##### TEXT SECTION #####

And it’s more than convenient. The other wings of the hospital are reachable without going outside.
“I had a gal here not too long ago whose husband was being treated,” Rowe says. “She got a call in the middle of the night saying that he was anxious and that it might be a good idea for her to come to his room. She got up and started to put her clothes on and then realized that everyone else was walking around in johnnies, so she pulled a bathrobe over her pajamas and was down at his room in five minutes.”
Not surprisingly, Rowe has boxes of thank-you notes, many of which mention the cookies she’s always baking.
Neely has been expanding the Cancer Care Foundation as it succeeds. In September of 2003, the Neely Cell Therapy and Collection Center opened. It’s a 4,000-square-foot facility where potential donors can be tested for and undergo the stem-cell-donation process. Stem cells are the cells in the marrow of the bone that produce new blood cells. They are harvested for bone marrow transplants in cancers, like leukemia, that have spread to the marrow.
The Therapy and Collection Center was followed by the Neely Pediatric Bone Marrow Transplant Unit, which is slated to open this fall. It’s a wing within the children’s hospital at Tufts specifically for children undergoing bone marrow transplants. It is a difficult treatment, though increasingly common and increasingly successful.
A bone marrow transplant is typically followed by six or eight weeks of isolation in a sterile room, in order to prevent infections while the body accepts the new marrow. It is a lonely experience, and draining to family members, who often must travel to see their children. The Neely Center, like the Neely House, will focus on the experience of the family, providing sleeping rooms for parents just down the hall from the sterile rooms.
The Neely Foundation is currently raising money for the Michael Neely Center for Brain Tumor Care and Research, in memory of Neely’s father. It will provide funding for research and care of brain tumors, in an outpatient setting. They are shooting for $5 million, and have raised $3 million so far.

##### EXTRACTED RECORDS #####

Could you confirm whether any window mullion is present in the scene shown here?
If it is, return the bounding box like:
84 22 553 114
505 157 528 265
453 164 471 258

#####

● ASSIGNED TASK:
In the passage about the Neely cancer programs, copy everything from "The Therapy and" down to "the sterile rooms.", changing "isolation" to "seclusion". You can leave the listing aside.

● RESPONSE BELOW:
The Therapy and Collection Center was followed by the Neely Pediatric Bone Marrow Transplant Unit, which is slated to open this fall. It’s a wing within the children’s hospital at Tufts specifically for children undergoing bone marrow transplants. It is a difficult treatment, though increasingly common and increasingly successful.
A bone marrow transplant is typically followed by six or eight weeks of seclusion in a sterile room, in order to prevent infections while the body accepts the new marrow. It is a lonely experience, and draining to family members, who often must travel to see their children. The Neely Center, like the Neely House, will focus on the experience of the family, providing sleeping rooms for parents just down the hall from the sterile rooms.